[주석 데이터셋의 항목]

::::

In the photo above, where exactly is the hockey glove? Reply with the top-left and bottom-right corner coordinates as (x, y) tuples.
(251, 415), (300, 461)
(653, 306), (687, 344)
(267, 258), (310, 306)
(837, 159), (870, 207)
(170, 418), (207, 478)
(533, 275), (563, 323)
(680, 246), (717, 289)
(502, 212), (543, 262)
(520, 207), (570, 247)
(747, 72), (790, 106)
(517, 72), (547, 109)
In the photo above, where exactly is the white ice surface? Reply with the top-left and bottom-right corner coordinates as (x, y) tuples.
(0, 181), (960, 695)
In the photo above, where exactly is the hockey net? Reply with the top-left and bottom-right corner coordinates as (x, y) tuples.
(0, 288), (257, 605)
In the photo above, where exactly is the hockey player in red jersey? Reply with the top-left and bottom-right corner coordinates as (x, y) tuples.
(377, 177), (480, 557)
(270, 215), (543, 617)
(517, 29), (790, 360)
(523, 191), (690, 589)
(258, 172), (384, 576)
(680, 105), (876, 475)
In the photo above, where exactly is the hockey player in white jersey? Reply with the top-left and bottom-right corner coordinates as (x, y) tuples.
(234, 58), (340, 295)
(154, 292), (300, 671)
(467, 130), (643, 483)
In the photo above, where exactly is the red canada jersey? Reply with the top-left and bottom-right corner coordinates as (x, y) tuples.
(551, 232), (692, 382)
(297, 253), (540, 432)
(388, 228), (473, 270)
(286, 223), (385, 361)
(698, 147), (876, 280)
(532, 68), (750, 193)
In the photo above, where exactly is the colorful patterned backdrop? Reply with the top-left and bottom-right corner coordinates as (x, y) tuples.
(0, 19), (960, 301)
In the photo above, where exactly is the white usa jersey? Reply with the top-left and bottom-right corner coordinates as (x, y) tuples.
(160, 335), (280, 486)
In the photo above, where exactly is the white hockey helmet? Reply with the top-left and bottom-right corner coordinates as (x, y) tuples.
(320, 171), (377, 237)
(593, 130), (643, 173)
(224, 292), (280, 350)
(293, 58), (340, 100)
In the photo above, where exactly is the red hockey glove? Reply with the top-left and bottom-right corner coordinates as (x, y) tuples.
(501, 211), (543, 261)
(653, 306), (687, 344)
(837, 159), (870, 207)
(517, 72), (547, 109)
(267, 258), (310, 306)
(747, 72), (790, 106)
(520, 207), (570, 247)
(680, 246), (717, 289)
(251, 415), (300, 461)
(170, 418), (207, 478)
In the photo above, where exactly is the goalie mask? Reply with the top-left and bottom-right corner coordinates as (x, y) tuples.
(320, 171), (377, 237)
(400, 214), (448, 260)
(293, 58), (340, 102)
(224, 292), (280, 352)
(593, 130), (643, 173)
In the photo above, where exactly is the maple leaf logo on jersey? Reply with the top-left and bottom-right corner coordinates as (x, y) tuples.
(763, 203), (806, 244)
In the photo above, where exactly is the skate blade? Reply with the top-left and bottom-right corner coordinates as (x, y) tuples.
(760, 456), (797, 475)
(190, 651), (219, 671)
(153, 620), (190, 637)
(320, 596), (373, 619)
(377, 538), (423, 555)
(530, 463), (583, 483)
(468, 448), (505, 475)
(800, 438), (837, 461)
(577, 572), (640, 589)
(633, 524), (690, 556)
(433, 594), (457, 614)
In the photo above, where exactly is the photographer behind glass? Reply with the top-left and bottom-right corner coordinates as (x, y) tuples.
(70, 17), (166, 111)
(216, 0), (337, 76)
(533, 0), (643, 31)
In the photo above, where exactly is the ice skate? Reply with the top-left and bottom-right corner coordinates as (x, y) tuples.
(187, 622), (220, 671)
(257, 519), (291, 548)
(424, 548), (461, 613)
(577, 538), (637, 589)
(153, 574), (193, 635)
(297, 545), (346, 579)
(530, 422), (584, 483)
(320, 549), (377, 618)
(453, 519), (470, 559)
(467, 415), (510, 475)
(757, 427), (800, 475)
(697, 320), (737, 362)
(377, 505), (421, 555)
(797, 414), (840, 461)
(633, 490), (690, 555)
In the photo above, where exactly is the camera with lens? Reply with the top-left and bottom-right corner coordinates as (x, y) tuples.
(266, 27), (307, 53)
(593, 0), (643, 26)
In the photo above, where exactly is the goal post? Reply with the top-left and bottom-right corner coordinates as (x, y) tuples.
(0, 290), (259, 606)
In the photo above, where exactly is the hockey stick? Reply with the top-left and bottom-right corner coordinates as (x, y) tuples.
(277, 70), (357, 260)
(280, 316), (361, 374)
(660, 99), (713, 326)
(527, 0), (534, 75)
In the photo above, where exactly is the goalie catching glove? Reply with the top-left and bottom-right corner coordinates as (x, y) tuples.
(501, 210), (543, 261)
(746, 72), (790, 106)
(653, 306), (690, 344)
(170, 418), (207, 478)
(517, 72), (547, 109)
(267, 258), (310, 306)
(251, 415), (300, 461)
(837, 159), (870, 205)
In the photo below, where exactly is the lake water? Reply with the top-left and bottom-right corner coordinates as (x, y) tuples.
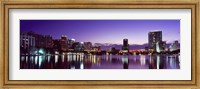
(20, 53), (180, 69)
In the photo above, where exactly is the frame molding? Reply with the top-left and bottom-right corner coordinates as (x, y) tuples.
(0, 0), (200, 89)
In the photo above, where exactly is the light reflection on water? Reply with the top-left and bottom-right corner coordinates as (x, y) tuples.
(20, 53), (180, 69)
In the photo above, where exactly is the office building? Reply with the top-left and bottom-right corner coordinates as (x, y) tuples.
(148, 31), (162, 51)
(122, 39), (129, 52)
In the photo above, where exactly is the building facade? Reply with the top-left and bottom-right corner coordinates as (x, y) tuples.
(148, 31), (162, 51)
(122, 39), (129, 52)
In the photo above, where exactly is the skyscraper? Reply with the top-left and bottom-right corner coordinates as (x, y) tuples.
(170, 40), (180, 51)
(122, 39), (129, 52)
(60, 35), (67, 51)
(148, 31), (162, 50)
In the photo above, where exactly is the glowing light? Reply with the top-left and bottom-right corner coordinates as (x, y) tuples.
(157, 56), (160, 69)
(156, 42), (160, 53)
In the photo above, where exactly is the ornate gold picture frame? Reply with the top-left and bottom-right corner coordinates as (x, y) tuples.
(0, 0), (200, 89)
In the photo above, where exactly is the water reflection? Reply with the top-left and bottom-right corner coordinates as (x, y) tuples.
(20, 53), (180, 69)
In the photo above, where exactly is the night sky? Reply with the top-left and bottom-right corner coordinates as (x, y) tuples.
(20, 20), (180, 44)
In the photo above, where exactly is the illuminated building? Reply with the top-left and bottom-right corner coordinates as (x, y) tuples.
(84, 42), (92, 50)
(156, 41), (166, 53)
(67, 39), (76, 49)
(122, 39), (129, 52)
(148, 31), (162, 50)
(53, 39), (61, 51)
(44, 35), (53, 48)
(20, 33), (35, 49)
(72, 42), (84, 52)
(60, 35), (67, 51)
(169, 41), (180, 51)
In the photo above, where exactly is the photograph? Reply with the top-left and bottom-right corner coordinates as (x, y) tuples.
(19, 19), (181, 70)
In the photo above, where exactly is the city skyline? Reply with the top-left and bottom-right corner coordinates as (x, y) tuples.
(20, 20), (180, 44)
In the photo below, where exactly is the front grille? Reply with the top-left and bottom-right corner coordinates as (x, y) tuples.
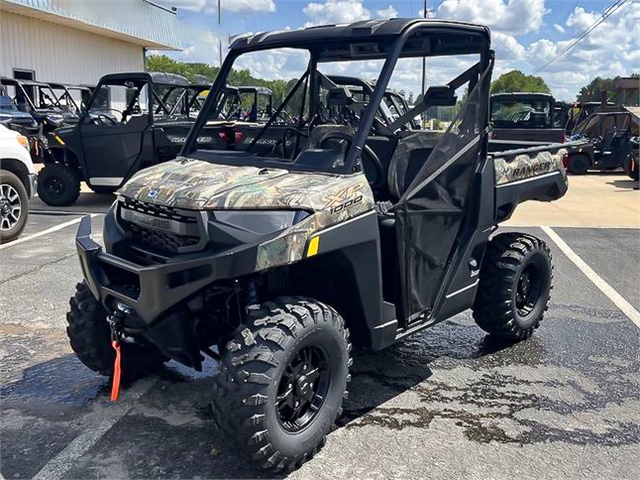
(119, 199), (201, 253)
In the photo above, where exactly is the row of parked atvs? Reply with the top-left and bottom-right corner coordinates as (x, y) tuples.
(0, 72), (639, 206)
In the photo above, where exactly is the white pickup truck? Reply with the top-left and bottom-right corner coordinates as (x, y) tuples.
(0, 124), (37, 243)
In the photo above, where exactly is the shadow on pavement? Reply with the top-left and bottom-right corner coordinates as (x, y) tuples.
(607, 178), (638, 190)
(0, 323), (507, 478)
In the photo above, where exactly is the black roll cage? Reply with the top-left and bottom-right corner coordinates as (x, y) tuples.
(80, 72), (189, 122)
(180, 20), (493, 172)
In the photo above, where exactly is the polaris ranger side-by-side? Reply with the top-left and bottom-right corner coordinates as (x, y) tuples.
(489, 92), (566, 152)
(38, 72), (200, 206)
(67, 19), (567, 471)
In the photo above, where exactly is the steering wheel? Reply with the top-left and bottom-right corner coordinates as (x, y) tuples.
(320, 132), (385, 190)
(96, 113), (120, 126)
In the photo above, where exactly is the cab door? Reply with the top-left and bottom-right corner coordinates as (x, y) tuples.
(394, 82), (493, 328)
(79, 85), (152, 188)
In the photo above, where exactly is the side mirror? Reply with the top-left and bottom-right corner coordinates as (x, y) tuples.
(422, 85), (458, 107)
(327, 87), (353, 107)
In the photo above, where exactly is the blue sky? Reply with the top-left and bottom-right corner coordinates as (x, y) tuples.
(156, 0), (640, 100)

::::

▶ _주어진 문제_: 위의 행 가운데 문자열 "water"이(가) 들어 있는 행을 모두 모아 한 줄도 빠짐없이 옮겨 적으세요. 대소문자는 구분합니다.

▶ _올바른 출력_:
In the photo below, where exactly is the lake water? Reply with the top-left and bottom-right corner coordinates as (x, y) tuples.
In the photo above, where exactly is the light reflection on water? Reply with the top-left and bottom-right corner coordinates as (x, y) tuples.
In the photo above, where exactly is the water reflection? Reply with the top-left and bottom-right corner coordinates as (x, y) tuples.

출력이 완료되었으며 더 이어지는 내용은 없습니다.